───── DATA ROWS ─────
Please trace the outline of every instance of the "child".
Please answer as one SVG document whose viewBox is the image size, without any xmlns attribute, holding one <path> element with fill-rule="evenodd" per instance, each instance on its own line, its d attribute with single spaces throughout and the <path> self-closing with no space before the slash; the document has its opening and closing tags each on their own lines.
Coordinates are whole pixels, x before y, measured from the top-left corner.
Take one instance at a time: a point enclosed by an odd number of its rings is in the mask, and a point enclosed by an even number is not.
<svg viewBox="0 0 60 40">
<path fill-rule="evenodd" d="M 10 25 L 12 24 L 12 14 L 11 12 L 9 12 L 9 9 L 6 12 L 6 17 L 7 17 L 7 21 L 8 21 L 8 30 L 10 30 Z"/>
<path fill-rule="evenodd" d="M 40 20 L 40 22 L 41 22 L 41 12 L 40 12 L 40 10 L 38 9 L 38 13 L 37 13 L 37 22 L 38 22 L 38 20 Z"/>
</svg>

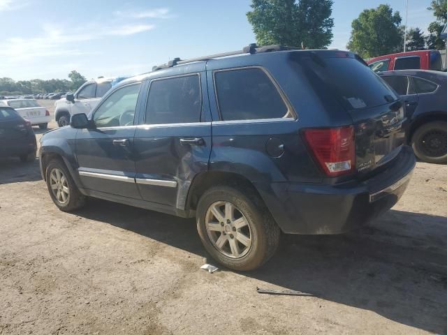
─────
*GIVEN TASK*. Give the stretch of the entries from their first line through the line containing "Coordinates are whole" as a numbered list, with blank lines omitted.

*ANSWER FOR THE TASK*.
1. Please trace the outline of every instance of the "child".
2. Please answer as one SVG document whose viewBox is the image size, without any xmlns attribute, holding one <path> element with fill-rule="evenodd" per instance, each instance on its own line, its d attribute with single spaces throughout and the <path> self-closing with no space before the slash; the document has its opening and closing tags each on their own lines.
3. Coordinates are whole pixels, x before y, measured from the top-left corner.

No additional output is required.